[START OF Entries]

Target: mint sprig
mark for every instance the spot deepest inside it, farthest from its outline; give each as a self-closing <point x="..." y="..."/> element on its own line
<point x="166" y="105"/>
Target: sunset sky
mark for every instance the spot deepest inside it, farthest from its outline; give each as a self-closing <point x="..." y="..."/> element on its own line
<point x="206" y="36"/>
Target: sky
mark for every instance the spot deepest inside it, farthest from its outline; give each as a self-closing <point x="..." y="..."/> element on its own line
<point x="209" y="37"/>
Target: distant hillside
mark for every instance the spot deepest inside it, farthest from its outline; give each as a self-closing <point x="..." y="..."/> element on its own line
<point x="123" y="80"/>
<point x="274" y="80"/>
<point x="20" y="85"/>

[END OF Entries]
[START OF Entries]

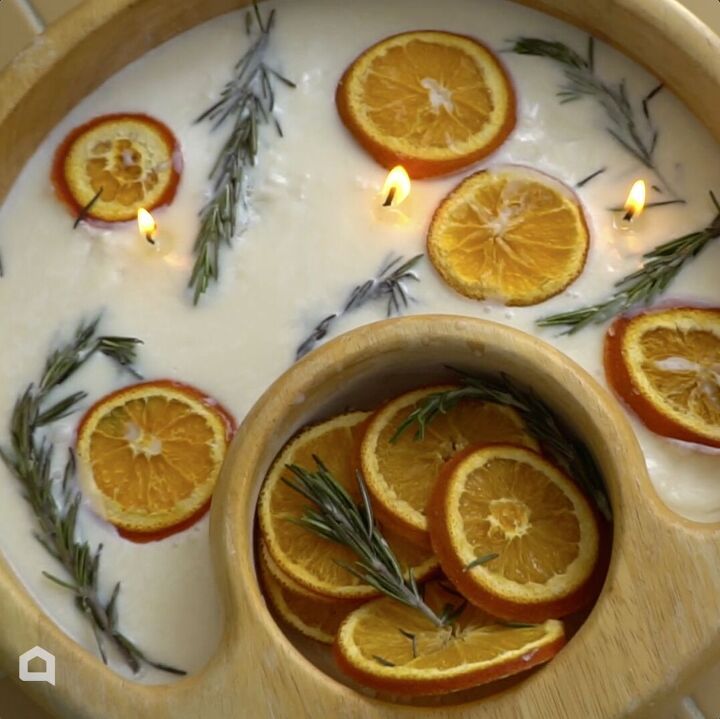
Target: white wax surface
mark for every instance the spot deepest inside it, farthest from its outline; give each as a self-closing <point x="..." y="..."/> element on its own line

[END OF Entries]

**Your objective**
Pick out every line of the material above that contains the word "Target", with case counting, and copy each one in full.

**The reply**
Target: mint sprig
Target: sunset sky
Target: sky
Target: distant hillside
Target: white wax surface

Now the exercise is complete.